Edit the data from the line with "Objective: locate each instance of the green leafy" to the line with "Target: green leafy shrub" by swapping "green leafy shrub" for "flowering bush", leaving everything else as it is. Return only those lines.

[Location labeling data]
--- begin ---
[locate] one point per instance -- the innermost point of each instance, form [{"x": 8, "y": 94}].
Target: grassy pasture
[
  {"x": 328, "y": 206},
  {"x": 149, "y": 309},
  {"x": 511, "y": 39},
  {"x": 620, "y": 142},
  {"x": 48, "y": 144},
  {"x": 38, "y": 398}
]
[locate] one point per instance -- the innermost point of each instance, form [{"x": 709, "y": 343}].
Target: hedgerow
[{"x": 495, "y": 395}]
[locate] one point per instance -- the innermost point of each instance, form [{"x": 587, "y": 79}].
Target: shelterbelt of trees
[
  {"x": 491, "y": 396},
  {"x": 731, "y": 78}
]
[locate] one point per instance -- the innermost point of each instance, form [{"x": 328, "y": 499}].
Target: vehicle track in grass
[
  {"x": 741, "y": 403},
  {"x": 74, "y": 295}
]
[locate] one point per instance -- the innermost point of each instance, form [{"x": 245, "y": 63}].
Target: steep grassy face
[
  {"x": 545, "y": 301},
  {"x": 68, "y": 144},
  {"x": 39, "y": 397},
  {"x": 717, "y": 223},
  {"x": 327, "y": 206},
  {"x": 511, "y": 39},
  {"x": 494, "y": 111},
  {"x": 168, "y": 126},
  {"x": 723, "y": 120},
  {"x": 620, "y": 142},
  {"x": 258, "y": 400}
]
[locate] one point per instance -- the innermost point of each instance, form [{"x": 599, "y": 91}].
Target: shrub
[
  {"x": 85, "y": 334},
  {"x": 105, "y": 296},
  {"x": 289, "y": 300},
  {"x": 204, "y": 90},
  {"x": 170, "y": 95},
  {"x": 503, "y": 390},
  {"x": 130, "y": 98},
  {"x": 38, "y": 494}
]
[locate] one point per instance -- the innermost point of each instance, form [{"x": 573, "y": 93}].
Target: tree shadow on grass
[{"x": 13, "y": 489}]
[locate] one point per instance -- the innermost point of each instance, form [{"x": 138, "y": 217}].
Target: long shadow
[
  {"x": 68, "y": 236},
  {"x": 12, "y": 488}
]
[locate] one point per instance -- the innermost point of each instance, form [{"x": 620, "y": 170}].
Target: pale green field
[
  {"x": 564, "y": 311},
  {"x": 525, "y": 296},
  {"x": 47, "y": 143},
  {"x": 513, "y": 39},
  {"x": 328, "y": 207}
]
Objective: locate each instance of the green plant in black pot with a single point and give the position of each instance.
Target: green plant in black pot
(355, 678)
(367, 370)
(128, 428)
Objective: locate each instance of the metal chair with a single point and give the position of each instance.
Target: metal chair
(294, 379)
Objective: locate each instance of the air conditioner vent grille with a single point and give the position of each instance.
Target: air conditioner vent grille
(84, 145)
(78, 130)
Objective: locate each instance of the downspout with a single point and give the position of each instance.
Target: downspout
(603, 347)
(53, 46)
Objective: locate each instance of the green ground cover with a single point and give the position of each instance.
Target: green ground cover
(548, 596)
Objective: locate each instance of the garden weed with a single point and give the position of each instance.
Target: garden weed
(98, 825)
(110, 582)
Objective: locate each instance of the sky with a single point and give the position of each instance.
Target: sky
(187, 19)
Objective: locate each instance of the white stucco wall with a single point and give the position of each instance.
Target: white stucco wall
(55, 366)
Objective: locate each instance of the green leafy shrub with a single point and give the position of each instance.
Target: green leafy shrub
--- end ---
--- begin ---
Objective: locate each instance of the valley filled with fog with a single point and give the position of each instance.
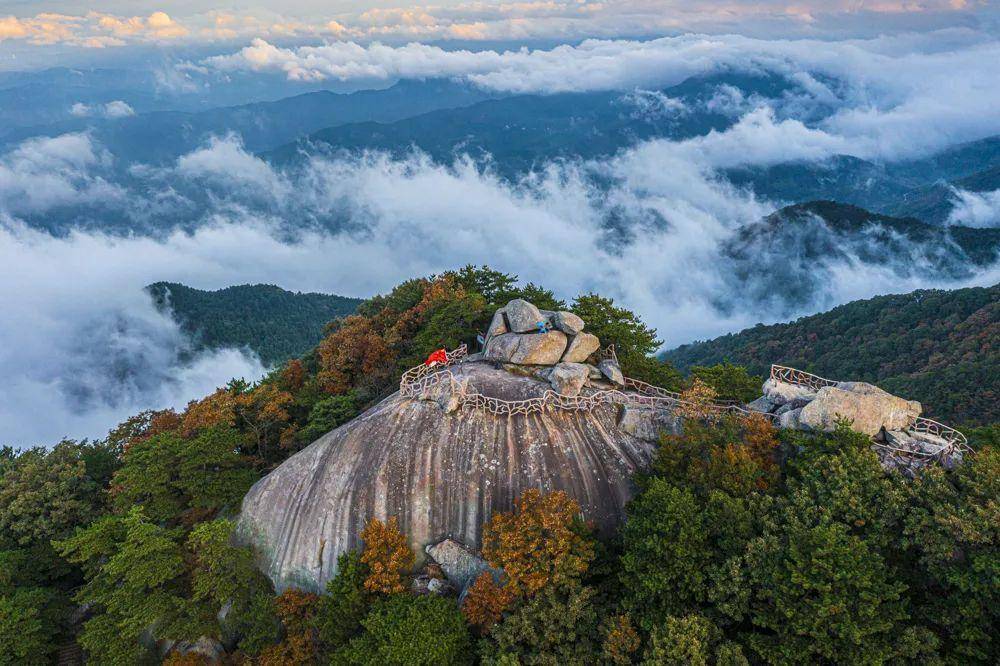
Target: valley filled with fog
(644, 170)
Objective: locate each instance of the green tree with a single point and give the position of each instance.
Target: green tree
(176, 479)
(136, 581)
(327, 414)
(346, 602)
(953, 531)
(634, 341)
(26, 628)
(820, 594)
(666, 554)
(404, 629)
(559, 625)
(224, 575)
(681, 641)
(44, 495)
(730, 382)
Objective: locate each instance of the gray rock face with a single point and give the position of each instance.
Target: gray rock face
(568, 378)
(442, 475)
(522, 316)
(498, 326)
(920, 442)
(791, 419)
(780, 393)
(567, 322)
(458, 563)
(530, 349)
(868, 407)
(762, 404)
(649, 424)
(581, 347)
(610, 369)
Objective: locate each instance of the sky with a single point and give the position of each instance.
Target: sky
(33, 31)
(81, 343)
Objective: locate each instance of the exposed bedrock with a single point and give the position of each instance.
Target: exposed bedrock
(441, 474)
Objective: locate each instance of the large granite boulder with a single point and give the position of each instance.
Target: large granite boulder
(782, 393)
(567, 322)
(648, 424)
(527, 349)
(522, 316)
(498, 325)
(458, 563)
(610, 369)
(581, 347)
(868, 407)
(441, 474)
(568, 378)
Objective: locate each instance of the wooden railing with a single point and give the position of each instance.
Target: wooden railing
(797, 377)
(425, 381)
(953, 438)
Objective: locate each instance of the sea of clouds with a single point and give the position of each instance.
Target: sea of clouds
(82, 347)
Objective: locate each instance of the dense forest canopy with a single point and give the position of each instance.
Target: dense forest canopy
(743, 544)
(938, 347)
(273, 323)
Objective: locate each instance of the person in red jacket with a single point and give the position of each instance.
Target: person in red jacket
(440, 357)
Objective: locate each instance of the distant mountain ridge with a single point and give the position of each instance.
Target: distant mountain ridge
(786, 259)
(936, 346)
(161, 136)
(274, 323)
--- end ---
--- begin ---
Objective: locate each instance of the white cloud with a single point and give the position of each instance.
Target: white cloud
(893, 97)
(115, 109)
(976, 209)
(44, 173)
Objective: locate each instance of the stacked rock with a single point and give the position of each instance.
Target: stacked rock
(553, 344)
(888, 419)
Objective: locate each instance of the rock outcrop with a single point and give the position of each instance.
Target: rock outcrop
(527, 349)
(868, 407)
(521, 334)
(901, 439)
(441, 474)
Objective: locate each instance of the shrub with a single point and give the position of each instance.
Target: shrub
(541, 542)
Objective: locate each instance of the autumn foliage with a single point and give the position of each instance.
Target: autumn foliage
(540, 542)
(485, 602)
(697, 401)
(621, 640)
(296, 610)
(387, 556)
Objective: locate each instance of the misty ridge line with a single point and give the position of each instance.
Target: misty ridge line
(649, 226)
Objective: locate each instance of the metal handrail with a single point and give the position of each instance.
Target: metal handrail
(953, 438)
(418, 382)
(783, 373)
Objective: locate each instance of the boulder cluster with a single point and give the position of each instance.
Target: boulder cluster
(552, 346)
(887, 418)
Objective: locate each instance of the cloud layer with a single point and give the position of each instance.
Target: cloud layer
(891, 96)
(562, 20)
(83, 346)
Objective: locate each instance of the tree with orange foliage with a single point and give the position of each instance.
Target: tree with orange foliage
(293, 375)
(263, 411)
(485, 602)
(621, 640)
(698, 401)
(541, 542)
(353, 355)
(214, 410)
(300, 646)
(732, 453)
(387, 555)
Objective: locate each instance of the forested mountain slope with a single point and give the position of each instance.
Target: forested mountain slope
--- end ---
OUTPUT FOR THIS EXERCISE:
Objective: locate each instance of the flowering bush with a single point and give the position of each instance.
Target: flowering bush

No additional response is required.